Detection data
-=-=-=-=-

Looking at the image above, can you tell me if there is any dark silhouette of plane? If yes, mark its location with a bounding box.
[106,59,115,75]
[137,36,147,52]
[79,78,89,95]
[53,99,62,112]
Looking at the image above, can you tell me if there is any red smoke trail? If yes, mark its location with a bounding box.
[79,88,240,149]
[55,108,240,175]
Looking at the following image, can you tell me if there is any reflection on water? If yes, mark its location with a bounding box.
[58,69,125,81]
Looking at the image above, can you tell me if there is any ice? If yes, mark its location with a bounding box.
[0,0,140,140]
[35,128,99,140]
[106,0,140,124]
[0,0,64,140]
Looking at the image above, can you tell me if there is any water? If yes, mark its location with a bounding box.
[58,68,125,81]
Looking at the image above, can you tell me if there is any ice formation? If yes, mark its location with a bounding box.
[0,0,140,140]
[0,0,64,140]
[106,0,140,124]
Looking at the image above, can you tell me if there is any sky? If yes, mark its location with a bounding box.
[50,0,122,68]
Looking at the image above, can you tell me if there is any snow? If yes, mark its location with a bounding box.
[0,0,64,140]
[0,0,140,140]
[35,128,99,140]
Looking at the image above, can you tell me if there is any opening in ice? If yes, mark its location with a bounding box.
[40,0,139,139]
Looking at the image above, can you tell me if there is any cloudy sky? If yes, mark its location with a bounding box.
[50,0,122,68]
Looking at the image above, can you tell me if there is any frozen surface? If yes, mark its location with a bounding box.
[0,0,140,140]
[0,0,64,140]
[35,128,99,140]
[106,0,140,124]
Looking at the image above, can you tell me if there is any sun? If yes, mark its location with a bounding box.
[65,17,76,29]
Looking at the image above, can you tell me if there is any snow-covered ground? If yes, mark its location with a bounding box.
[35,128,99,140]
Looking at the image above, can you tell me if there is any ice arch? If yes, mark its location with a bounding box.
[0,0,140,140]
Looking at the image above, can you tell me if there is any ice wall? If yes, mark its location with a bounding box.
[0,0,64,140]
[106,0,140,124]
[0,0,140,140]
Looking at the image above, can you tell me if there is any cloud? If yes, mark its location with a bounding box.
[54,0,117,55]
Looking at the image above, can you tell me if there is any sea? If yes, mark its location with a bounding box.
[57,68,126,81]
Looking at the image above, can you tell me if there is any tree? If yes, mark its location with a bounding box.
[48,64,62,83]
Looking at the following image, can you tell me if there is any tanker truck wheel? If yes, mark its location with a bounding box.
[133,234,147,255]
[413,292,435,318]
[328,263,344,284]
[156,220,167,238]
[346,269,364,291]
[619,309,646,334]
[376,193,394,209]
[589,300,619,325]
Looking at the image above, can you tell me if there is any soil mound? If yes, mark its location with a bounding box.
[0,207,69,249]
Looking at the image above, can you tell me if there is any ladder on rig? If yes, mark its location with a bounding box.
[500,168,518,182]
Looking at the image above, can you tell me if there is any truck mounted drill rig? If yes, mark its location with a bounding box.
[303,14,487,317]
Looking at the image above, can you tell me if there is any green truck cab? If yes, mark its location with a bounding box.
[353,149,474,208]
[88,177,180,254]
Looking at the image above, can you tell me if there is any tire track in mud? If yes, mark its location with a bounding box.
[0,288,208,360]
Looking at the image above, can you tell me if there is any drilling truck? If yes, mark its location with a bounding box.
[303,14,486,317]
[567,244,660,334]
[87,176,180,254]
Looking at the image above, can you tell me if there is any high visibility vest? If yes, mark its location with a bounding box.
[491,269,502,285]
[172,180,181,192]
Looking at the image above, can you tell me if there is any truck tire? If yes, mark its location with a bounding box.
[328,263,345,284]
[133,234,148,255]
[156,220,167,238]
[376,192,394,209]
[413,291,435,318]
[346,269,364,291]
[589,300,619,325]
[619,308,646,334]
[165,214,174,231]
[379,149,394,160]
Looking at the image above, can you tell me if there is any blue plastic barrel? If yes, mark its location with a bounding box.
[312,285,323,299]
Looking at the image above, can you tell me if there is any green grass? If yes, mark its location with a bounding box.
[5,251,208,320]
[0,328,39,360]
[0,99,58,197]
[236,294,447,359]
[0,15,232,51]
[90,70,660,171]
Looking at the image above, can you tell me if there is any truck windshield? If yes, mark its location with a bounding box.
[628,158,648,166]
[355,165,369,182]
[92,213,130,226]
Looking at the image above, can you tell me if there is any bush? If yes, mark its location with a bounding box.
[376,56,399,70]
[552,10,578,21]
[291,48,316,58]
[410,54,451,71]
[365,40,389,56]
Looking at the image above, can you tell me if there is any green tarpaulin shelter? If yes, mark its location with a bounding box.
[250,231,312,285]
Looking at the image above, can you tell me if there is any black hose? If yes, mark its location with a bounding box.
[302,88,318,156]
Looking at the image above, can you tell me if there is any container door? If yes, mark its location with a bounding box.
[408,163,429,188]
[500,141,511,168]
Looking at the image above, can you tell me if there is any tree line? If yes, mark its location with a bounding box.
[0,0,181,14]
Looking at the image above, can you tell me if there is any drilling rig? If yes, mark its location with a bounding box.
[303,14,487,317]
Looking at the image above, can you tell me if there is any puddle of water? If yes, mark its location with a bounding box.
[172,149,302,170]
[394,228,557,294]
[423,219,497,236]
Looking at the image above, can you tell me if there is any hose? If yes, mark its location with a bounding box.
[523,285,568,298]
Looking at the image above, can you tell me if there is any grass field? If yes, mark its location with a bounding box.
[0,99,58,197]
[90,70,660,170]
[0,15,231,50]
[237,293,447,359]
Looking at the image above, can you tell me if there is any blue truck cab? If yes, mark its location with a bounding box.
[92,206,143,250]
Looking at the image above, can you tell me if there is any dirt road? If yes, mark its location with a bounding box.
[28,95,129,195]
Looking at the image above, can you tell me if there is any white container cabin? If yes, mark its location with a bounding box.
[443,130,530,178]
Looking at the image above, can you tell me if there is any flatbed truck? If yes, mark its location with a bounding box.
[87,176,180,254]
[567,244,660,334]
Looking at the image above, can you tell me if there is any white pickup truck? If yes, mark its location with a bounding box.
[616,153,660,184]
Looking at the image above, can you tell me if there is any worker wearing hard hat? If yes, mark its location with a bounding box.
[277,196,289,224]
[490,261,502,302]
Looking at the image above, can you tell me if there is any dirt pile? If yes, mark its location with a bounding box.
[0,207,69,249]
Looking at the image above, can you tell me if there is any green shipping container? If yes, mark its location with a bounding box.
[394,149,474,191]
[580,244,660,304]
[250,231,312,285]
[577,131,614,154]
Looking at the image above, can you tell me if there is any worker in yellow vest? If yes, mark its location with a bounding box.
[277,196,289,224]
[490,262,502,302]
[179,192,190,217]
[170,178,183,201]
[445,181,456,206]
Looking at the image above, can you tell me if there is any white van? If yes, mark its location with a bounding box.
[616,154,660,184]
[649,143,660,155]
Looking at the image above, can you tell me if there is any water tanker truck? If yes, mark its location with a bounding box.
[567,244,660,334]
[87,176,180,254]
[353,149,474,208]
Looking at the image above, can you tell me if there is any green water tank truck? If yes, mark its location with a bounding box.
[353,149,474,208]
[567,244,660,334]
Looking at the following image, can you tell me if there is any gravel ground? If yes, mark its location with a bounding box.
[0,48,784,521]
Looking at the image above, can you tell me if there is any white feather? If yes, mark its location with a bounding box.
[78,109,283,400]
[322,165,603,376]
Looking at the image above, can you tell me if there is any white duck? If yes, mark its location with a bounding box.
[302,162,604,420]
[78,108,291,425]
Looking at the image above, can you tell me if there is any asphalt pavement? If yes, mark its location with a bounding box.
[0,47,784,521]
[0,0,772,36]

-=-=-=-=-

What the task asks:
Copy the data verbatim, everything from the line containing "any green grass?" down to the line containing "[423,219,497,236]", both included.

Output below:
Looking at the image above, can you tell me if there is any green grass? If yes, mark its location with a bounding box.
[5,251,208,320]
[0,328,39,360]
[0,99,58,197]
[236,294,447,359]
[0,15,232,51]
[90,70,660,171]
Looking at the image above, can you tell me if there is any truck windshield? If yes, mark its location with a bounding box.
[628,158,648,166]
[355,165,369,182]
[92,213,130,226]
Looking at the image above, can you tell me if there is any bush? If yes, mark its location with a bounding box.
[376,56,399,70]
[552,10,578,21]
[291,48,316,58]
[410,54,451,71]
[365,40,389,56]
Looking at the image above, can you tell me if there is any green tarpaulin shelter? If yes, mark its location with a bounding box.
[250,231,312,285]
Looking at the image above, can you tell me if there is any black hose? If yes, mark its location with a bounding box.
[302,88,318,156]
Looking at the image above, can you tell me if there is any container door? If yes, mark its location with a bounding box.
[408,163,429,188]
[500,141,511,168]
Looking at the image above, can you tell me if there is any tree line? If yes, mark its location with a bounding box.
[0,0,181,14]
Looking at the image above, can you tell me if there is any drilling rig? If yes, mark its location with a bounding box.
[303,14,487,317]
Looking at the image above, can you tell me if there is any puddle of water? If yes, mark its location with a bounding box.
[172,149,302,170]
[394,228,557,294]
[423,219,497,236]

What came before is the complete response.